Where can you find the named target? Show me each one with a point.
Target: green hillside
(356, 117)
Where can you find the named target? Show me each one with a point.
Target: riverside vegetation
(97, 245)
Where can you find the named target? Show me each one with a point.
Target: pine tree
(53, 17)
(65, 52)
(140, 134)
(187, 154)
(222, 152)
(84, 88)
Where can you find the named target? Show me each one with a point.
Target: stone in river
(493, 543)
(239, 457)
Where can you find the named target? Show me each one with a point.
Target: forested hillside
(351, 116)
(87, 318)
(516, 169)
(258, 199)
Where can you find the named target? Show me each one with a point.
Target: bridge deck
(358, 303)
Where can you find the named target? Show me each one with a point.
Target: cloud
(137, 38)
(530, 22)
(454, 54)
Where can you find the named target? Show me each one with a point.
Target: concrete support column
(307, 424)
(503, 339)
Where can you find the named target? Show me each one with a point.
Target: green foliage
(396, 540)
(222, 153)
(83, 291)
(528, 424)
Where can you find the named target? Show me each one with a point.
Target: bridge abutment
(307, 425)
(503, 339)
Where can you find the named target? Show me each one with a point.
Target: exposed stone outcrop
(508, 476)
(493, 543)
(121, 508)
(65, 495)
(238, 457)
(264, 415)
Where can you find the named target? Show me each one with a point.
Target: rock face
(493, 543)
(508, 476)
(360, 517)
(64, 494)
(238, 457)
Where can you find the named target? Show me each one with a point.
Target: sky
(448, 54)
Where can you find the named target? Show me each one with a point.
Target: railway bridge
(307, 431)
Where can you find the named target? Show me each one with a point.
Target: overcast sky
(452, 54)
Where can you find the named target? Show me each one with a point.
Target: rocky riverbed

****************

Copy the data above exactly. Every line must be included.

Where can you find the named target? Show me each one with a point.
Target: green hillside
(356, 117)
Where can you find the named target? Show me each one with a point.
Target: riverside vegetation
(97, 245)
Where can you find the named target? Show me each one with a point.
Target: pine tree
(53, 17)
(65, 52)
(140, 134)
(187, 154)
(222, 152)
(84, 88)
Where can you find the named target? Show me each one with a point.
Target: stone in river
(493, 543)
(239, 457)
Where can you find the named target? Show me each one with a point.
Target: forested hillside
(351, 116)
(87, 318)
(516, 169)
(258, 199)
Where can you find the named target? Show me each one with a point.
Target: bridge deck
(358, 303)
Where can you find the named target? Show me each one with a point.
Target: cloud
(137, 38)
(530, 22)
(454, 54)
Where can you find the named target? Show me each one with a point.
Target: concrete support column
(307, 424)
(503, 339)
Where can you find the named target? Show me each one with a point.
Target: green foliage
(396, 540)
(222, 153)
(83, 291)
(528, 424)
Where can you find the named target? Show me each one with a point.
Target: bridge abutment
(307, 425)
(503, 339)
Where can you find the named target? Show me each one with a point.
Target: exposed stone outcrop
(508, 476)
(493, 543)
(121, 508)
(65, 495)
(238, 457)
(264, 415)
Where can you find the named target? Show me each one with a point.
Target: rock face
(493, 543)
(508, 476)
(360, 517)
(64, 494)
(238, 457)
Where can you find the named target? Show me each one with a point.
Target: sky
(448, 54)
Where can you find the named target? Show me each one with a point.
Target: railway bridge
(307, 431)
Where can you find the named target? Show me each one with a point.
Target: overcast sky
(452, 54)
Where can you find the named target? Show me each one with a point.
Target: rocky riverbed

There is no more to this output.